## Texto fornecido
■ ■ ■ ■ ■ ■ ■

Chore por nós, Argentina


O PRESIDENTE LULA DEVERIA TER A MESMA CORAGEM QUE TEVE A PRESIDENTE DA ARGENTINA E COMBATER OS PROMOTORES DO ATRASO E DA INTOLERÂNCIA ALEXANDRE VIDAL PORTO

ESPECIAL PARA A FOLHA

Na semana passada, o Senado da Argentina aprovou lei pela qual casamentos de pessoas do mesmo sexo tornaram-se legais no país.
Na América Latina, Uruguai, Equador, Colômbia e México já haviam adotado lei semelhante. Recentemente, Portugal tornou-se o 7º país europeu a regulamentar casamentos homossexuais e, no mês passado, a premiê da Islândia contraiu matrimônio civil com a parceira.
Parece claro que essa é uma tendência irreversível.
Mas as autoridades brasileiras insistem em continuar de olhos fechados para essa questão. O Congresso se recusa a discutir qualquer direito homossexual. É como se os legisladores decretassem a inexistência dos homossexuais no Brasil.
Acontece que eles existem e estão em toda parte. São homens e mulheres, filhos e irmãos. Têm amigos. Dedicam-se a todas as profissões. Pertencem a todas as classes sociais e grupos étnicos. Pagam impostos, votam e contribuem para o progresso.
Contudo, esses brasileiros vivem à míngua. No que diz respeito à proteção legal, dependem da caridade de algumas instituições. A regulamentação existente é pífia, e os homossexuais só contam com escassa jurisprudência.
Não há proteção contra a violência e a discriminação.
Casais do mesmo sexo têm de recorrer a uma brecha no Código Civil para formalizar as uniões nos termos de sociedade comercial, como se fossem coisas, e não pessoas.
O ódio contra os homossexuais no Brasil é um fato real.
A TV os humilha cotidianamente. Transforma pessoas em piadas e agride milhões de cidadãos comuns, que sofrem calados ao ver sua natureza exposta como risível.
Segundo o Grupo Gay da Bahia, o Brasil é campeão em assassinatos de homossexuais. Ainda assim, as autoridades negam-se a caracterizar a violência homofóbica como crime. É mais fácil fingir que o Brasil é uma democracia sexual, onde há respeito e proteção.

■ ■ ■ ■ ■ ■ ■

(Um bloco de dados)

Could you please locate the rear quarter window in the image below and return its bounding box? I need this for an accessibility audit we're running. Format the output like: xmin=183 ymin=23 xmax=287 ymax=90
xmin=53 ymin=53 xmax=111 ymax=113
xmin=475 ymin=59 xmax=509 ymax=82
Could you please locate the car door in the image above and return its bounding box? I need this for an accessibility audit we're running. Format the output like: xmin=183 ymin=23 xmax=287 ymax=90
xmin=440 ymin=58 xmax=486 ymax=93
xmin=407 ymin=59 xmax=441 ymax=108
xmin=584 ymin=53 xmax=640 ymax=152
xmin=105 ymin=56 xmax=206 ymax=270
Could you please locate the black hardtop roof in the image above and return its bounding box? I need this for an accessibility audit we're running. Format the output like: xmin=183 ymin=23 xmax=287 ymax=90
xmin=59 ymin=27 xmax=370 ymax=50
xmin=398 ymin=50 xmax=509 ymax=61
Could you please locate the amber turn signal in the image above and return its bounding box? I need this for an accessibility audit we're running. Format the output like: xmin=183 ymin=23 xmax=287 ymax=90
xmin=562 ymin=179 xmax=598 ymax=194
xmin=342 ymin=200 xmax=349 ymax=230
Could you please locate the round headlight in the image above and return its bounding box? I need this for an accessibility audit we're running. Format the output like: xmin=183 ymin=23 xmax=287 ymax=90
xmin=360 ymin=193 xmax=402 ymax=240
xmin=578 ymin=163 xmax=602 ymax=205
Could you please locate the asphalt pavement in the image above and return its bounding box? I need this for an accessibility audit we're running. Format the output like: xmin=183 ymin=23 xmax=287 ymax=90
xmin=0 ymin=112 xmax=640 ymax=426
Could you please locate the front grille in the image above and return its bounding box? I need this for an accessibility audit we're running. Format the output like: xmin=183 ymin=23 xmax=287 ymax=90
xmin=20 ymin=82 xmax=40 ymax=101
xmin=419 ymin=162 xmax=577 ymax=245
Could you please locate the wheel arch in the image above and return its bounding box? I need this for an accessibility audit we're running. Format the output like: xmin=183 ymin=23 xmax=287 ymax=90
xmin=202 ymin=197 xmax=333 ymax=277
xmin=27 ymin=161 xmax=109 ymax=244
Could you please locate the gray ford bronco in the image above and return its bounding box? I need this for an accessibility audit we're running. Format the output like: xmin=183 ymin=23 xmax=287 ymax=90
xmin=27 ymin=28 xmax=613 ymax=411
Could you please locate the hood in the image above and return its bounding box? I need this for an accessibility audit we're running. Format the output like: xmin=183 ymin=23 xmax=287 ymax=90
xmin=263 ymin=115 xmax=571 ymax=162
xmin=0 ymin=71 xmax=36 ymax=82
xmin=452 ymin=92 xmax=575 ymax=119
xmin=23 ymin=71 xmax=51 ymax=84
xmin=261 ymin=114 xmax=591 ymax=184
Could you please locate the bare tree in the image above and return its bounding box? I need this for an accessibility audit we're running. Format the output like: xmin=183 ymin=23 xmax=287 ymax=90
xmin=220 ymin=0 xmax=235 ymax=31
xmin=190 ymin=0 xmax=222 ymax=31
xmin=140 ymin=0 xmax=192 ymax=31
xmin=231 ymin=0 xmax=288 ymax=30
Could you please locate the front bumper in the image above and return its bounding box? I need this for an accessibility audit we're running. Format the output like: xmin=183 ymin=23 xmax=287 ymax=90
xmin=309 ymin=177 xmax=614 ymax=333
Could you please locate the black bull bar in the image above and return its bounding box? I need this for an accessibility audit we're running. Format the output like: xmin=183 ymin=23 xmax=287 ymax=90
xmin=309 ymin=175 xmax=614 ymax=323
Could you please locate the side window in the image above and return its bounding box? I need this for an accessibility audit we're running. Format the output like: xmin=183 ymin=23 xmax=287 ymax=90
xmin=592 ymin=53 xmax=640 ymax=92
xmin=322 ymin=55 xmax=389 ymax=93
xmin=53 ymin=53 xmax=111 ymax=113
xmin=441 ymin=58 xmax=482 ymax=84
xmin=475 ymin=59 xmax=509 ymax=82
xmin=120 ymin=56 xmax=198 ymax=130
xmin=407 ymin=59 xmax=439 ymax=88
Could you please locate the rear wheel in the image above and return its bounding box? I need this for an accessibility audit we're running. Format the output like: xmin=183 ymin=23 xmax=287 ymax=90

■ ■ ■ ■ ■ ■ ■

## Exercício curto 1
As afirmações a seguir estão de acordo com o artigo sobre casamento entre pessoas do mesmo sexo? Responda sim ou não a cada uma e cite literalmente as palavras do artigo que decidem a resposta.
(a) A Argentina foi o primeiro país da América Latina a legalizar o casamento entre pessoas do mesmo sexo.
(b) Portugal foi o sétimo país europeu a regulamentar casamentos homossexuais.
(c) O Congresso brasileiro está disposto a discutir os direitos homossexuais.
## Exercício curto 2
Como você continuaria o artigo sobre casamento entre pessoas do mesmo sexo, a partir da última frase apresentada?

## Resposta 1
(a) Não: "Na América Latina, Uruguai, Equador, Colômbia e México já haviam adotado lei semelhante."
(b) Sim: "Portugal tornou-se o 7º país europeu a regulamentar casamentos homossexuais"
(c) Não: "O Congresso se recusa a discutir qualquer direito homossexual."

## Resposta 2
Exatamente como fizeram gerações passadas em relação aos negros.
O Judiciário faz pouco, o Executivo faz muito pouco e o Legislativo faz nada. Nesse mecanismo de autoengano, transfere-se para o Executivo a responsabilidade sobre os direitos das minorias. O Executivo, por sua vez, prefere não mobilizar a bancada porque o tema não é prioritário.
Por que desperdiçar capital político com um bando de gays, lésbicas e transexuais?
No entanto, o avanço desses direitos no Brasil é uma questão de justiça e tem de ser confrontada. Os homossexuais não são piores que ninguém. Não é justo que sejam tratados como inferiores.
O tratamento dado aos homossexuais no Brasil é covarde. Diante da inação do Congresso, o governo tem a responsabilidade. O presidente Lula deveria ter a mesma coragem que teve a presidente da Argentina e combater os promotores do atraso e da intolerância, estejam estes de farda, de terno ou de batina.
Pode-se afirmar que o Brasil está às portas de se tornar desenvolvido, que seremos a quinta economia do mundo e que nunca na história o país esteve tão bem em desenvolvimento social.
Essas afirmações, contudo, são falaciosas. O progresso não se conta apenas pelo tamanho e pujança da economia. Conta-se também pelo nível das liberdades individuais e pelo respeito à dignidade de seus cidadãos.
Para um homossexual, tanto faz viver no Brasil ou no país mais subdesenvolvido do mundo. O país continuará a envergonhar seus cidadãos enquanto as minorias continuarem no abandono.


Diplomata de carreira, ALEXANDRE VIDAL PORTO é mestre em direito por Harvard e autor de "Matias na Cidade" (Record)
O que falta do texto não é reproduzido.